(Labeled shape entries)

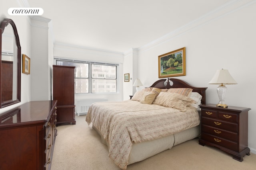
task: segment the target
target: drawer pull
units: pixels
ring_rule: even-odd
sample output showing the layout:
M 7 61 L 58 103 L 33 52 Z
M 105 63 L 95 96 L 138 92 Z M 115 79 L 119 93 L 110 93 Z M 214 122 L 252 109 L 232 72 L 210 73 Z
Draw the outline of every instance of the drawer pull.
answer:
M 219 139 L 218 139 L 214 138 L 214 141 L 215 141 L 217 142 L 221 142 L 221 140 Z
M 218 130 L 214 130 L 214 132 L 216 133 L 218 133 L 218 134 L 221 133 L 221 131 L 219 131 Z
M 206 111 L 205 113 L 208 115 L 211 115 L 212 114 L 212 112 L 210 112 L 210 111 Z
M 229 115 L 223 115 L 223 116 L 224 116 L 224 117 L 226 117 L 226 118 L 228 118 L 228 118 L 231 118 L 231 117 L 232 117 L 232 116 L 229 116 Z
M 221 125 L 221 123 L 219 123 L 218 121 L 217 122 L 214 121 L 214 123 L 215 123 L 215 125 Z

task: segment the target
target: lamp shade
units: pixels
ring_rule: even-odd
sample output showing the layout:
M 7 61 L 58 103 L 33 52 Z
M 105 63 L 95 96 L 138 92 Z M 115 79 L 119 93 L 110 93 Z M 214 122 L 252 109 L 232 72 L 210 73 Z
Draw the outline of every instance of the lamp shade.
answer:
M 134 83 L 133 84 L 133 86 L 138 87 L 139 86 L 143 86 L 143 84 L 142 84 L 142 83 L 141 82 L 140 79 L 139 79 L 138 78 L 137 78 L 137 79 L 135 80 L 135 82 L 134 82 Z
M 235 84 L 237 83 L 233 78 L 228 70 L 217 70 L 208 84 Z

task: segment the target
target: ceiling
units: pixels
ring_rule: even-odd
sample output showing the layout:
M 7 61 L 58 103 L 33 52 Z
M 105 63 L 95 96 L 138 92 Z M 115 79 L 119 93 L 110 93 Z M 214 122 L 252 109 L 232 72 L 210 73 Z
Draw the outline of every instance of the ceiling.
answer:
M 234 0 L 26 0 L 52 20 L 55 43 L 124 53 Z

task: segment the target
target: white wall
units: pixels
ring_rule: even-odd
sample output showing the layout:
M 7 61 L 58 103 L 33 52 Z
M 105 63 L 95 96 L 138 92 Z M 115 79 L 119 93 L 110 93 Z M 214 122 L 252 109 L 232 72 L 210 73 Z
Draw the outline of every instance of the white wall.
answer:
M 140 48 L 138 76 L 144 87 L 151 85 L 158 79 L 158 56 L 185 47 L 186 75 L 176 78 L 194 86 L 208 87 L 207 102 L 217 104 L 218 85 L 208 83 L 217 70 L 228 69 L 238 84 L 226 86 L 226 104 L 252 109 L 248 146 L 256 153 L 256 3 L 252 2 L 215 11 Z

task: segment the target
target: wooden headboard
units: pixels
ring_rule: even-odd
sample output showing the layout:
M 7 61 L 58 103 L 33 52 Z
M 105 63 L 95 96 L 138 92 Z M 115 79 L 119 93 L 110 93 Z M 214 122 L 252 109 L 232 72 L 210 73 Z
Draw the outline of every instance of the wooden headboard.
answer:
M 168 82 L 167 81 L 168 81 Z M 205 91 L 207 88 L 207 87 L 194 87 L 181 80 L 169 78 L 167 79 L 159 80 L 154 83 L 150 87 L 155 87 L 161 89 L 190 88 L 193 89 L 192 92 L 197 92 L 202 96 L 201 100 L 201 103 L 203 104 L 206 104 Z

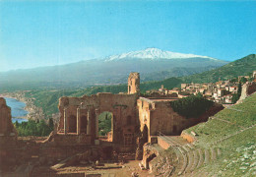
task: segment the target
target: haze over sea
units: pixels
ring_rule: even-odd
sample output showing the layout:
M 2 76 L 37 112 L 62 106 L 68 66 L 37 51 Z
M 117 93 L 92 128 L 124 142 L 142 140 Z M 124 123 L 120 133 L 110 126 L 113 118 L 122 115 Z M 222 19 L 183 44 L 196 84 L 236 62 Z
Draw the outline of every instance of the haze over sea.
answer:
M 9 97 L 5 97 L 5 100 L 6 104 L 12 109 L 12 122 L 18 121 L 21 123 L 28 121 L 28 119 L 24 119 L 24 117 L 29 113 L 24 109 L 26 107 L 26 103 Z

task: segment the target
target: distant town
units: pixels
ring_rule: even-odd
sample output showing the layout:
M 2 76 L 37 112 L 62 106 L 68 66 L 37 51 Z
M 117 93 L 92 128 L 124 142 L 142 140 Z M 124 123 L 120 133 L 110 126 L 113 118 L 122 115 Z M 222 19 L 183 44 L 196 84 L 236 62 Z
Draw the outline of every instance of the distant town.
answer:
M 180 88 L 173 88 L 172 89 L 164 88 L 161 85 L 159 90 L 147 90 L 148 94 L 160 94 L 162 96 L 183 98 L 189 95 L 201 94 L 205 98 L 221 104 L 232 104 L 235 96 L 239 90 L 241 91 L 242 84 L 251 85 L 256 83 L 256 71 L 253 71 L 251 76 L 238 76 L 226 81 L 216 83 L 203 83 L 203 84 L 181 84 Z M 240 88 L 239 88 L 240 87 Z M 241 92 L 239 92 L 240 94 Z

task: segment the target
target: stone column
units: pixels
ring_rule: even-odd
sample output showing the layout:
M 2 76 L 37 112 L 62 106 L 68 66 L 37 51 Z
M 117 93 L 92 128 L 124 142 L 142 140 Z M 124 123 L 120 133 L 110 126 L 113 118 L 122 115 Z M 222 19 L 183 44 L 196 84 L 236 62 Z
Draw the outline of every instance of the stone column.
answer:
M 80 117 L 80 108 L 77 108 L 77 135 L 81 133 L 81 117 Z
M 64 108 L 64 134 L 67 134 L 67 108 Z
M 91 135 L 91 116 L 90 110 L 87 112 L 87 135 Z
M 96 109 L 96 139 L 98 138 L 98 109 Z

REQUIRED WORK ▸ Copy the entries line for line from the very beginning through the line containing "M 206 111 L", including that line. Omit the pictures.

RESULT FOR THIS TASK ▸
task: segment the target
target: drawer pull
units: pixels
ring_rule: even-odd
sample output showing the layout:
M 7 61 L 58 103 L 33 52 Z
M 105 63 L 95 96 L 138 92 Z M 115 79 L 119 93 L 110 93 Z M 214 122 L 252 109 L 232 72 L 210 73 Z
Draw the outline of every instance of the drawer pull.
answer:
M 219 139 L 218 139 L 214 138 L 214 141 L 215 141 L 217 142 L 221 142 L 221 140 Z
M 218 130 L 214 130 L 214 132 L 216 133 L 218 133 L 218 134 L 221 133 L 221 131 L 219 131 Z
M 206 111 L 205 113 L 208 115 L 211 115 L 212 114 L 212 112 L 210 112 L 210 111 Z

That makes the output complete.